[Given instruction]: Exactly as written, transcribe the lines that run from the one containing "# locate radiator" to the end of the records below.

[Record set]:
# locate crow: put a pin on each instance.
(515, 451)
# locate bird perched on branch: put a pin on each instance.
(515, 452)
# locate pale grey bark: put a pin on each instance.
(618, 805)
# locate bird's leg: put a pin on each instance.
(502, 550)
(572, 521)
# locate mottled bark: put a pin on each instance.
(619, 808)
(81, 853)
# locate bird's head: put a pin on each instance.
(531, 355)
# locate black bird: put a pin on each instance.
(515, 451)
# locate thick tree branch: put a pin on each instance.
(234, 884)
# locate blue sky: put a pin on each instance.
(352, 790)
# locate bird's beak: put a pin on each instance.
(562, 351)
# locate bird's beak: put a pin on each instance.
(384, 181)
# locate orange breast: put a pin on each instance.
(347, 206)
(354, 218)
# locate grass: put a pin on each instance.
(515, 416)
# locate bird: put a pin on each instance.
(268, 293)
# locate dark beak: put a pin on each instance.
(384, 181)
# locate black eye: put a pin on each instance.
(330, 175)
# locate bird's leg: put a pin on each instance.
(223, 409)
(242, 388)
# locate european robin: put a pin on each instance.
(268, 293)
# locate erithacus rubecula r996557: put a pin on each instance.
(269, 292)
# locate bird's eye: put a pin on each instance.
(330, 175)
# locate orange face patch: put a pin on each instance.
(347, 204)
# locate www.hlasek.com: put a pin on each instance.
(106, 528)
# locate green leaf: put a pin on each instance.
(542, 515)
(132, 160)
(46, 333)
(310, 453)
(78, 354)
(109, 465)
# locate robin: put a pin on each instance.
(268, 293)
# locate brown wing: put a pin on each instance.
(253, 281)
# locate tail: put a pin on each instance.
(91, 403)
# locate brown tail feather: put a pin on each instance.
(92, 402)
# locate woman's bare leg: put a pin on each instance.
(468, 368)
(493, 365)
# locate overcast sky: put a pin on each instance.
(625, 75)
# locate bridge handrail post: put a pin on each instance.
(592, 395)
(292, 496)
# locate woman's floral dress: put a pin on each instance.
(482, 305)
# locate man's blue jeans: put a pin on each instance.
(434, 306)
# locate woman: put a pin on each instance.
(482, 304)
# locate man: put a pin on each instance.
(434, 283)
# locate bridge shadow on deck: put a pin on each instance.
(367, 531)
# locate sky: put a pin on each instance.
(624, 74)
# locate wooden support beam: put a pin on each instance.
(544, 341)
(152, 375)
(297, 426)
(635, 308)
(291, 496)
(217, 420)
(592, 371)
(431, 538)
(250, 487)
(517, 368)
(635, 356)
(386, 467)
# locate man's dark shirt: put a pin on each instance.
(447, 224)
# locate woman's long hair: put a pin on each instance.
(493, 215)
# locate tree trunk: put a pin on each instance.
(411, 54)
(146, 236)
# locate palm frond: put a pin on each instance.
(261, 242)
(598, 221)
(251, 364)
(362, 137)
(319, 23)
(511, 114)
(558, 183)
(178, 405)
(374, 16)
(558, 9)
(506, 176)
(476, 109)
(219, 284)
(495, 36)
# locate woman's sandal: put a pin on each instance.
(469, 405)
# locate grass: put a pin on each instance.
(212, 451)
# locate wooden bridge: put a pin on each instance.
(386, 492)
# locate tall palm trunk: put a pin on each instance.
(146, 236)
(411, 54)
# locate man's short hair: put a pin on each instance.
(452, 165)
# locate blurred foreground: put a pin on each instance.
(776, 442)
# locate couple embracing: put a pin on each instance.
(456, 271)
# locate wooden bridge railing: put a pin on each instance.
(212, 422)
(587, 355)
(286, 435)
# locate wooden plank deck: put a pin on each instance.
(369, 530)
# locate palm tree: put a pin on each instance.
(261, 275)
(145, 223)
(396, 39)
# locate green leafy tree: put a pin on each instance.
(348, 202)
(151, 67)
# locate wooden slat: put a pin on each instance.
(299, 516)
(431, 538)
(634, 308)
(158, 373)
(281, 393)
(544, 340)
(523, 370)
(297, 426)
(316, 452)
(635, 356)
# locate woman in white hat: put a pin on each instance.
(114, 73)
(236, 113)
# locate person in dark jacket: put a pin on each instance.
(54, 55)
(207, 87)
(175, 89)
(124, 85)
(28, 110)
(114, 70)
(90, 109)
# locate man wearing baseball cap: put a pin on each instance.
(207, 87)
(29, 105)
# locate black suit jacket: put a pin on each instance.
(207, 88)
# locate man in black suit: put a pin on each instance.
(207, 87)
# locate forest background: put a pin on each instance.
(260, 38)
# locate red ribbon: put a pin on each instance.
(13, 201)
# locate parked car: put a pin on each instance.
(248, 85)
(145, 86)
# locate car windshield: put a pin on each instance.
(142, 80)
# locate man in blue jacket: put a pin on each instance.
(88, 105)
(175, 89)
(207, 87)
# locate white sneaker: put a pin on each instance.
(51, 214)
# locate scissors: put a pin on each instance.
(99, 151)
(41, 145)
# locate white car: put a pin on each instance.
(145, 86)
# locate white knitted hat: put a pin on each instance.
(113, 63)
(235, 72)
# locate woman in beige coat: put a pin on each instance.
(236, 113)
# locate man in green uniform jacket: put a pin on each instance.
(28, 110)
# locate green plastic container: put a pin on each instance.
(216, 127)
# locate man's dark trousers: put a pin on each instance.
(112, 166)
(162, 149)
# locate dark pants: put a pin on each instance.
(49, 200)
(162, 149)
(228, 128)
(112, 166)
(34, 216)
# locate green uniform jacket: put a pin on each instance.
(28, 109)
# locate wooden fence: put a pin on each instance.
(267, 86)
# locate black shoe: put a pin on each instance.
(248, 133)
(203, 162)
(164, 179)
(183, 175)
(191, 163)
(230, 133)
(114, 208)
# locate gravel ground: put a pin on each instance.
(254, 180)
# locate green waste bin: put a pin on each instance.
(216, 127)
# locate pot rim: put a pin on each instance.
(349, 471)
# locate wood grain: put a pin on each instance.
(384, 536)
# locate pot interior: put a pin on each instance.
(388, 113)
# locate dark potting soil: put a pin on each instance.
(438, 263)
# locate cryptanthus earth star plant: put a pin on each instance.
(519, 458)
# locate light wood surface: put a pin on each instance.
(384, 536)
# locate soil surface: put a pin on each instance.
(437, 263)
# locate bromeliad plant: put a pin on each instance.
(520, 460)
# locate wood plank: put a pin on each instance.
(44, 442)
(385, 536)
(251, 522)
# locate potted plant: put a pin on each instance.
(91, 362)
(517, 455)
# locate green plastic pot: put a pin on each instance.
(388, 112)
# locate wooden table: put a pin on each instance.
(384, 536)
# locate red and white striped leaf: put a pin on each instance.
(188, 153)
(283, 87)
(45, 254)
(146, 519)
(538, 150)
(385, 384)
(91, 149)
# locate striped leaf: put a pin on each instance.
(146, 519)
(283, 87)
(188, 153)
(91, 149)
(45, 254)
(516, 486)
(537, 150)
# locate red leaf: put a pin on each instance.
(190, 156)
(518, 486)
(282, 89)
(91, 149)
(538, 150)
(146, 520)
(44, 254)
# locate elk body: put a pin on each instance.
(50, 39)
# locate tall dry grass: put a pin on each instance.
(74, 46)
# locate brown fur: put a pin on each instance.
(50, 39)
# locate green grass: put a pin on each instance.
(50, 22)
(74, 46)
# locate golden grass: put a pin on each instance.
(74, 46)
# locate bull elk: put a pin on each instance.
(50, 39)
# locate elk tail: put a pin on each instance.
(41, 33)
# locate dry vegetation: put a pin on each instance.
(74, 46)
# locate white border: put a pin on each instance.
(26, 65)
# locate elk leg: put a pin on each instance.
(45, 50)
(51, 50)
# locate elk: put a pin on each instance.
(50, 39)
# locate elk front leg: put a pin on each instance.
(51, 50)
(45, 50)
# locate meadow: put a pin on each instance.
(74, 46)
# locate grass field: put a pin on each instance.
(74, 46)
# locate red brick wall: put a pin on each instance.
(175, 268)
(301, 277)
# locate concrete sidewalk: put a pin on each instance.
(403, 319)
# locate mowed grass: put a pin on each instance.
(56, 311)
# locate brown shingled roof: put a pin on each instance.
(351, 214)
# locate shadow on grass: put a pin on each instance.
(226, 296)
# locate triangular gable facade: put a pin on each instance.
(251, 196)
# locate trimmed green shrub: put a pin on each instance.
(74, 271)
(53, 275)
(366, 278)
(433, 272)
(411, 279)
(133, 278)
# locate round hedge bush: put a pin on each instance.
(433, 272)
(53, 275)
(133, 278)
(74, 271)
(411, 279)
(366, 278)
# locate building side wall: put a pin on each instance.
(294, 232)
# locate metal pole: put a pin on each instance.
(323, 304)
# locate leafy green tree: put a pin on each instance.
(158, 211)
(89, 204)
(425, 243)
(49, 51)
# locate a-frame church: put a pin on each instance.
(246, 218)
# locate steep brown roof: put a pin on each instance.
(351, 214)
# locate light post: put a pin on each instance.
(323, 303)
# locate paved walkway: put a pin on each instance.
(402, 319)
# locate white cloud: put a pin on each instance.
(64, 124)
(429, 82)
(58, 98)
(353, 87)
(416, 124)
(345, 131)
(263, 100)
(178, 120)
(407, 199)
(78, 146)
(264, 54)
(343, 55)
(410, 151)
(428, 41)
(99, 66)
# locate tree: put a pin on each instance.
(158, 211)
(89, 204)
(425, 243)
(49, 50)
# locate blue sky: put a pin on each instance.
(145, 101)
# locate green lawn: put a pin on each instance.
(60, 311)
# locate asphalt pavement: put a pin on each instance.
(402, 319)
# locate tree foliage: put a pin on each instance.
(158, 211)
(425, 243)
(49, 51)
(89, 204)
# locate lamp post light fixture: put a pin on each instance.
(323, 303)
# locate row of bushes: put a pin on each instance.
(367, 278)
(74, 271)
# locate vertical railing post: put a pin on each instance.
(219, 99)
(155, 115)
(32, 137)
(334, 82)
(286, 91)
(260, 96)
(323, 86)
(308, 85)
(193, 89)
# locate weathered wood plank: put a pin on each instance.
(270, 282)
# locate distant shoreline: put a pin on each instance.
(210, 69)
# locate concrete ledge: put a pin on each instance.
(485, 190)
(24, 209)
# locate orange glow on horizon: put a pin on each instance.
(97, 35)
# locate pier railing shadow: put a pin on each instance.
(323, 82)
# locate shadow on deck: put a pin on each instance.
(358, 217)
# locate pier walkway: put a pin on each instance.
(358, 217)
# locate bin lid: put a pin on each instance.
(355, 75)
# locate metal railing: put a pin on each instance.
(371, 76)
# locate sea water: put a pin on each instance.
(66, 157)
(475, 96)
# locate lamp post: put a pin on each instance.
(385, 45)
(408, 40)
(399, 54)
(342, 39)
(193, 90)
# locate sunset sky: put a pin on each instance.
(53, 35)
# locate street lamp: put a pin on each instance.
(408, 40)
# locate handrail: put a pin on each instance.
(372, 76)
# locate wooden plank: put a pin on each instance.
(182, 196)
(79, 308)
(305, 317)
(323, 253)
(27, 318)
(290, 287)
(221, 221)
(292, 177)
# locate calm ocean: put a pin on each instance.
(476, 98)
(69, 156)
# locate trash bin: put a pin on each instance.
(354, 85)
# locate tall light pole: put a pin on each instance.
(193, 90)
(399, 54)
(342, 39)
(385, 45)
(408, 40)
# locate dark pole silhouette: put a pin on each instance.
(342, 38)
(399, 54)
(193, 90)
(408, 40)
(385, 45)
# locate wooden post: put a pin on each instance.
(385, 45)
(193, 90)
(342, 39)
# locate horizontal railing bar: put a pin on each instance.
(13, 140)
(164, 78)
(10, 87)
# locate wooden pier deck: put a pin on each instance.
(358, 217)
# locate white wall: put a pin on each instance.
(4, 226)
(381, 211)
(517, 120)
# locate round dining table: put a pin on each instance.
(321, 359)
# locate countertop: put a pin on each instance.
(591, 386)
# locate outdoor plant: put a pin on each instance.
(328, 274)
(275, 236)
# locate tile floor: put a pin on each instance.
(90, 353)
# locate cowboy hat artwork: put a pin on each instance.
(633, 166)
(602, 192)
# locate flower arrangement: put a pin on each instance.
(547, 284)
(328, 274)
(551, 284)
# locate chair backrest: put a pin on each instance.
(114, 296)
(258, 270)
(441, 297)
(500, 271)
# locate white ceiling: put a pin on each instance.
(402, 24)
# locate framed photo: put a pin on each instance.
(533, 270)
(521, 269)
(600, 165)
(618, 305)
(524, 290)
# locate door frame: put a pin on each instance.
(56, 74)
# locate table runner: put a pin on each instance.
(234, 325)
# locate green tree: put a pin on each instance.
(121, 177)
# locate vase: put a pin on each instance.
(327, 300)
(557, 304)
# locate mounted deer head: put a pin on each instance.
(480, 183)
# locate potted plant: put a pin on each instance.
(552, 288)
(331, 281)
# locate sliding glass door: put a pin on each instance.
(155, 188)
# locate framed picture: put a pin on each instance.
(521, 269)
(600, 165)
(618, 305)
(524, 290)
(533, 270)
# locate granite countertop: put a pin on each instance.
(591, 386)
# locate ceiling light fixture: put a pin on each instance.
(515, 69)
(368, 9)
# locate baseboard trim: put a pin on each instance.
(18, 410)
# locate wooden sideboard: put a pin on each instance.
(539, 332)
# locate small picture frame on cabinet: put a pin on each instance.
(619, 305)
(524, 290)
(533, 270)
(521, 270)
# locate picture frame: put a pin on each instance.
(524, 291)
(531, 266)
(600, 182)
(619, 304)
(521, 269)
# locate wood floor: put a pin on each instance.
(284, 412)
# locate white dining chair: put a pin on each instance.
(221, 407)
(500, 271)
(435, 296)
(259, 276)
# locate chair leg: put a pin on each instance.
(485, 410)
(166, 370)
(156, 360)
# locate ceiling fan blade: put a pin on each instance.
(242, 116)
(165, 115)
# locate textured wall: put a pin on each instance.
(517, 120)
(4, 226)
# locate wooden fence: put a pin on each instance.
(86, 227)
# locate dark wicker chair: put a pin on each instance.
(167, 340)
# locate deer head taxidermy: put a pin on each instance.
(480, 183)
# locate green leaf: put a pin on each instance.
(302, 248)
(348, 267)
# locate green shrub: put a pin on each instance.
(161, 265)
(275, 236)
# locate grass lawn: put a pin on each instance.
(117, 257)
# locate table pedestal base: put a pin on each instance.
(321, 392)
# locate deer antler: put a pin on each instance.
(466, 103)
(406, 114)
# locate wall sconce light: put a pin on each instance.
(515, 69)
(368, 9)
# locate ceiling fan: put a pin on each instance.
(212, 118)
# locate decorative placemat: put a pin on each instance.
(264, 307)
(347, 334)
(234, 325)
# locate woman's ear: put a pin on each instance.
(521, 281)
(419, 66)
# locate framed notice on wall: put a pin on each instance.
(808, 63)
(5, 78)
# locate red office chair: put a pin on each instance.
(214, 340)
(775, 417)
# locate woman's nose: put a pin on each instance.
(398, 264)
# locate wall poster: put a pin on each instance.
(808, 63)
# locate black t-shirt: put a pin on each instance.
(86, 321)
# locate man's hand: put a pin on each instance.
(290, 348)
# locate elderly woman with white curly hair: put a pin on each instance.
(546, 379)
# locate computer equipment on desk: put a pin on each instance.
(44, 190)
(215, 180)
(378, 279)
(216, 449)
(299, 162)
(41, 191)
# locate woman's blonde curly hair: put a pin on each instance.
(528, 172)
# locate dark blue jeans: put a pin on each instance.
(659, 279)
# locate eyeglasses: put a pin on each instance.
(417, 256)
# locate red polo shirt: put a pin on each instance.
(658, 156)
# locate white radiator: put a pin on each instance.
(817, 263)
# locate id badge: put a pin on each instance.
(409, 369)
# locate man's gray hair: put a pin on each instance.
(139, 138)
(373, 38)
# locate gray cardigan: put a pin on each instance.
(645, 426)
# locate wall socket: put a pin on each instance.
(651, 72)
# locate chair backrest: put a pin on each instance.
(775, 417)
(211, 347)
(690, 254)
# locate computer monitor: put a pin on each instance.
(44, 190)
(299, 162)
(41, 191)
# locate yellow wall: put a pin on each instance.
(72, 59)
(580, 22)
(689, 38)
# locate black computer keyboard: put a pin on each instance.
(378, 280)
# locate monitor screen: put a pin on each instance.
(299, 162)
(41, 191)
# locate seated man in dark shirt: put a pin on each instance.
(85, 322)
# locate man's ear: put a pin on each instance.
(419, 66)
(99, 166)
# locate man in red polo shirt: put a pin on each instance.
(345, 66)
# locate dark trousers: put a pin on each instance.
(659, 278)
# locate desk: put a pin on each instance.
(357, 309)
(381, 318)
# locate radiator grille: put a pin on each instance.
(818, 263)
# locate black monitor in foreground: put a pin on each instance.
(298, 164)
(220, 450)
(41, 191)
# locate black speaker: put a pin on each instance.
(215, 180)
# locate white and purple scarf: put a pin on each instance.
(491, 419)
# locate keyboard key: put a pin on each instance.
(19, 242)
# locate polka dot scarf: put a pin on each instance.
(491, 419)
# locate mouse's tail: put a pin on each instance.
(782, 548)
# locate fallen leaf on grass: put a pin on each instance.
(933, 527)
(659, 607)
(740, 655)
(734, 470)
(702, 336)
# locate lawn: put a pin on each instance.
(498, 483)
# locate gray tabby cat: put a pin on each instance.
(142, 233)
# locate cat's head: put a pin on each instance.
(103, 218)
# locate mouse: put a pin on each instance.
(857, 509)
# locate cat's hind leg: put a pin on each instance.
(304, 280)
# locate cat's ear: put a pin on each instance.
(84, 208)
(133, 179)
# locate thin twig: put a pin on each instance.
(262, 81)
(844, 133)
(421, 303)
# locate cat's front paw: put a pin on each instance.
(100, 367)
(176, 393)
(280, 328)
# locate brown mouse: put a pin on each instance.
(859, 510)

[Solution to the problem]:
# locate radiator grille: put a pin on each instance.
(818, 263)
# locate black monitor in foreground: put a pin on each instance.
(298, 164)
(220, 450)
(41, 191)
# locate black speaker: put a pin on each instance.
(215, 180)
# locate white and purple scarf: put a pin on each instance.
(491, 419)
# locate keyboard key: put a pin on each instance.
(19, 242)
# locate polka dot scarf: put a pin on each instance.
(491, 419)
# locate mouse's tail: put a pin on each instance.
(782, 548)
# locate fallen leaf on grass: put a pin on each instance.
(933, 527)
(659, 607)
(740, 655)
(734, 470)
(702, 336)
# locate lawn: put a pin on each instance.
(498, 483)
# locate gray tabby cat: put a pin on each instance.
(142, 233)
# locate cat's head: put a pin on each instance.
(103, 218)
# locate mouse: put a pin on each instance.
(857, 509)
# locate cat's hind leg: put a pin on each instance.
(304, 280)
# locate cat's ear: put a pin on each instance.
(84, 208)
(133, 179)
# locate thin twig: put a pin on each instance.
(262, 81)
(844, 133)
(421, 303)
# locate cat's front paw: put a pin on each instance.
(100, 367)
(176, 393)
(280, 328)
# locate brown mouse: put a pin on each instance.
(859, 510)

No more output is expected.